§ To be done
Can you switch "bounding box" to "box coordinates" throughout the records below and leave everything else unchanged?

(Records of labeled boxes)
>> Start
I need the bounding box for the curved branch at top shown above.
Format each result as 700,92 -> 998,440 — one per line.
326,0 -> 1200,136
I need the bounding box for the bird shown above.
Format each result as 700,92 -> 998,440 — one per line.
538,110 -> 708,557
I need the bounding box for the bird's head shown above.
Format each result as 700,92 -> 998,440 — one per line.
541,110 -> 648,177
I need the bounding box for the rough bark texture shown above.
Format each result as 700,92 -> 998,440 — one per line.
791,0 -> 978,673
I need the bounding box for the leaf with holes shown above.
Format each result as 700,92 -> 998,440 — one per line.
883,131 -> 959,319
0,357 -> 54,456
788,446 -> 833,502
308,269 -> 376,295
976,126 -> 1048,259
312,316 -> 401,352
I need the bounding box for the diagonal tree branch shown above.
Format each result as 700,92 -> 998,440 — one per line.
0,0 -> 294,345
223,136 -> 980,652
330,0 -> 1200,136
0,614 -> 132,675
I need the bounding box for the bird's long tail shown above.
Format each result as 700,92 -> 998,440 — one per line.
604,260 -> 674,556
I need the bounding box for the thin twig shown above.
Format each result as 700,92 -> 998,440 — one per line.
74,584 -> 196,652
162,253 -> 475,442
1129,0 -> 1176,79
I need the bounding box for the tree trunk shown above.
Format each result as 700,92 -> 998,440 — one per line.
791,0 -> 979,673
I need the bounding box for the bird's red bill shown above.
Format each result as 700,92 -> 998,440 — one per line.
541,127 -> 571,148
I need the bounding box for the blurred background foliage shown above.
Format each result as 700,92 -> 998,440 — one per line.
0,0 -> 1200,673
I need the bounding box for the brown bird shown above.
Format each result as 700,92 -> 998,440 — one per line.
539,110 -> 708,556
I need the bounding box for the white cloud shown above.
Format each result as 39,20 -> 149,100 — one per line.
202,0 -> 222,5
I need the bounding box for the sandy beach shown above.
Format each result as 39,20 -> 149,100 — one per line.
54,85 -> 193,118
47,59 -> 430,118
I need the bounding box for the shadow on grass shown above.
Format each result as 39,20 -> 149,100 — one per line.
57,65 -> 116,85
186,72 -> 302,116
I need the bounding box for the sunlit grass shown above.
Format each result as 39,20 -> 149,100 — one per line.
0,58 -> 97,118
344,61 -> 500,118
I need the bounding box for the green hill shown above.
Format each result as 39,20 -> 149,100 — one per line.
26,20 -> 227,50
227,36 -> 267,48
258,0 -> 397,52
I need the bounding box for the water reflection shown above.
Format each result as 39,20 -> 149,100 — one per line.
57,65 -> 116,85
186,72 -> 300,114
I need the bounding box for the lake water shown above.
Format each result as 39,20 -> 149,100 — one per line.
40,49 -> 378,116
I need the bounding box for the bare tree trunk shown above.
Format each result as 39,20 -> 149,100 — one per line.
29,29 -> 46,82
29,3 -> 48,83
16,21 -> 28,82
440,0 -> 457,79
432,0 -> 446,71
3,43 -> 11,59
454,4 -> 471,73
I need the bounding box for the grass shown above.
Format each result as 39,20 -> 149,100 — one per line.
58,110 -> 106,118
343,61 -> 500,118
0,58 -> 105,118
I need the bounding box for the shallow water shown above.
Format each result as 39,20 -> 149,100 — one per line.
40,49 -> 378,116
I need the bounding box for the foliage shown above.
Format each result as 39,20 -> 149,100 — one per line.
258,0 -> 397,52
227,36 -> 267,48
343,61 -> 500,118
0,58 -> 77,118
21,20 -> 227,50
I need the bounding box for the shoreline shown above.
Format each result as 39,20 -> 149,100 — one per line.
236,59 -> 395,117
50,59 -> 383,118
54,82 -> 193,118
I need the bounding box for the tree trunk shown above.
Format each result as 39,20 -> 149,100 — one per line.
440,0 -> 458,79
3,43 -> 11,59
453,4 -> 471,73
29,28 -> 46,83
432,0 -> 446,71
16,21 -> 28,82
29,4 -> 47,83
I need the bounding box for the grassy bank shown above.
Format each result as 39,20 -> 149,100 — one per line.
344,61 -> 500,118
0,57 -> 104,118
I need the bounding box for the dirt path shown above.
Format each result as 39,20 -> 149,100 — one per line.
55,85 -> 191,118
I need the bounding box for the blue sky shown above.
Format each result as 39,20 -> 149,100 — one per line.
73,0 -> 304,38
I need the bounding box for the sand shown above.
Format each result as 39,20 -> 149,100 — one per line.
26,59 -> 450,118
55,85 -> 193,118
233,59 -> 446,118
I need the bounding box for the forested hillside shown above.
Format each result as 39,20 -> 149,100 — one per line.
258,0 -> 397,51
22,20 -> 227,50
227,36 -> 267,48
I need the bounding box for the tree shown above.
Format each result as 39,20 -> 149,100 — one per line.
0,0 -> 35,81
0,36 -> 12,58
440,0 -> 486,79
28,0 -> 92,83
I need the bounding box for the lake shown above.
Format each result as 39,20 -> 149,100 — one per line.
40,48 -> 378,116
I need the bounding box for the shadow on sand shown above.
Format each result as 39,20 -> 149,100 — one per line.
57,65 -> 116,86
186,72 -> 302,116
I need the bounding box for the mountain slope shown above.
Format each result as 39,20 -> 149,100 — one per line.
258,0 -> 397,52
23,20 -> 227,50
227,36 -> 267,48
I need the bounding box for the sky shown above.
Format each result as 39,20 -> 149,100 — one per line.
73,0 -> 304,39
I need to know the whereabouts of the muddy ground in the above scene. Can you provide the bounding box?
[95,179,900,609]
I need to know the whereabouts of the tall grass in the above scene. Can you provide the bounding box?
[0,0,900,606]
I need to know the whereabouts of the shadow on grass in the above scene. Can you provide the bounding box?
>> End
§ Response to the exercise
I need the box coordinates for the curved branch at top shown above.
Format each result as 700,92 -> 998,440 — one per line.
326,0 -> 1200,136
I need the box coordinates for the bird shown above.
Format each result as 700,92 -> 998,440 — one per line.
538,110 -> 708,557
I need the box coordinates for the bird's head shown above.
Format each result as 700,92 -> 998,440 — one per line.
541,110 -> 648,177
I need the box coordinates for the rough bark texture shown above.
Format each result as 700,92 -> 998,440 — one per line.
791,0 -> 978,673
I need the box coordinates for the leaf with holes shown above.
Format each result as 700,92 -> 998,440 — one per line.
883,131 -> 959,319
0,357 -> 54,456
788,446 -> 833,502
308,269 -> 376,295
976,126 -> 1048,259
312,316 -> 401,352
I need the box coordinates for the diagonal tree branch shown above.
Format each result as 700,92 -> 998,440 — one per line.
0,0 -> 294,345
223,136 -> 980,652
330,0 -> 1200,136
0,614 -> 132,675
I need the box coordinates for the bird's long tail shown above.
Format each result as 700,92 -> 998,440 — one per line.
604,260 -> 674,556
I need the box coordinates for the thin twig shown above.
Format each result as 700,92 -> 998,440 — one per line.
74,584 -> 196,652
162,253 -> 475,442
1129,0 -> 1176,79
I need the box coordinates for the tree trunk shown above.
Format each result as 700,92 -> 998,440 — one per line.
791,0 -> 979,673
I need the box coordinates for the bird's red bill shown above.
Format each result as 700,92 -> 998,440 — one per line.
541,127 -> 571,148
I need the box coordinates for the blurred background foliage shown above.
Format each result as 700,92 -> 998,440 — one per line.
0,0 -> 1200,673
I need the box coordinates for the brown bird shown above.
Format each result as 700,92 -> 998,440 — one per line.
539,110 -> 708,556
I need the box coordinates for the white cloud shown above.
Format each result as 39,20 -> 149,100 — one per line.
202,0 -> 222,5
I need the box coordinates for the sandy beach shown above.
Format each result as 39,20 -> 149,100 — one per line.
54,85 -> 193,118
47,59 -> 430,118
I need the box coordinates for the shadow on grass shown above.
Format each result as 39,20 -> 149,100 — one per line.
57,65 -> 116,85
186,72 -> 302,116
I need the box coordinates for the sunlit grass shown above.
Format each result as 39,20 -> 149,100 — one per line.
0,58 -> 97,118
344,61 -> 500,118
I need the box coordinates for the green hill shown above.
Format each result as 39,20 -> 149,100 — one per line.
26,20 -> 227,50
227,36 -> 267,48
258,0 -> 397,52
I need the box coordinates for the water reflection shown above.
Format each result as 39,20 -> 149,100 — one per line.
57,65 -> 116,85
186,72 -> 300,114
I need the box coordinates for the lake water shown above.
Format each result as 39,20 -> 149,100 — one per line.
40,49 -> 378,116
I need the box coordinates for the bare tree trunk shown above.
Format each result as 39,20 -> 149,100 — one per line.
29,29 -> 46,82
29,3 -> 48,83
16,21 -> 28,82
440,0 -> 457,79
432,0 -> 446,71
3,43 -> 11,59
454,4 -> 471,73
I need the box coordinates for the grass shown above.
Format each result as 39,20 -> 149,100 — one per line.
58,110 -> 106,118
343,61 -> 500,118
0,58 -> 105,118
I need the box coordinates for the shallow water shown above.
Format each result as 39,20 -> 149,100 — one per line.
40,49 -> 378,116
I need the box coordinates for the foliage shown above.
Format each result as 39,20 -> 149,100 — one per line.
258,0 -> 397,52
227,36 -> 267,48
343,61 -> 500,118
0,58 -> 77,118
21,20 -> 227,50
I need the box coordinates for the shoreline shown above.
Format each result as 39,20 -> 149,100 — one per line.
236,59 -> 395,117
50,59 -> 383,118
54,82 -> 193,118
I need the box coordinates for the tree trunk shown above.
Format each result as 39,20 -> 149,100 — one per line.
440,0 -> 458,79
3,43 -> 11,59
453,4 -> 471,73
29,28 -> 46,83
432,0 -> 446,71
16,21 -> 28,82
29,4 -> 47,83
I need the box coordinates for the grassy bank shown above.
Format each result as 39,20 -> 149,100 — one per line.
344,61 -> 500,118
0,57 -> 104,118
I need the box coordinates for the dirt path shown above.
Format each result as 39,20 -> 149,100 — one per line.
55,85 -> 191,118
I need the box coordinates for the blue sky shown above.
Format each result as 39,20 -> 149,100 — one per line.
73,0 -> 304,38
I need the box coordinates for the sand shown above.
Format each result as 39,20 -> 149,100 — one per line.
26,59 -> 450,118
55,85 -> 193,118
233,59 -> 446,118
I need the box coordinates for the forested hillside shown above.
Format each result as 39,20 -> 149,100 — one per line.
258,0 -> 397,51
22,20 -> 227,50
227,36 -> 267,48
I need the box coordinates for the tree shown above.
Format each result as 39,20 -> 149,100 — one per line.
0,0 -> 35,81
0,36 -> 12,58
440,0 -> 486,79
28,0 -> 92,83
I need the box coordinates for the lake shown above.
Format each result as 39,20 -> 149,100 — one per line.
40,48 -> 378,116
I need the box coordinates for the shadow on sand shown above.
Format each result as 39,20 -> 149,100 — one per line.
57,65 -> 116,86
186,72 -> 302,116
I need the box coordinates for the mountain slope shown above.
Format each result as 39,20 -> 149,100 — one per line.
258,0 -> 397,52
23,20 -> 227,50
227,36 -> 267,48
I need the box coordinates for the sky shown above.
Format each result as 39,20 -> 149,100 — one per line.
73,0 -> 304,39
I need to know the whereabouts of the muddy ground in the above scene. Can you provide the box coordinates?
[95,179,900,609]
I need to know the whereabouts of the tall grass in the above scene. Can you provide the box coordinates?
[0,0,900,606]
I need to know the whereabouts of the shadow on grass in the above scene. Can you provide the box coordinates?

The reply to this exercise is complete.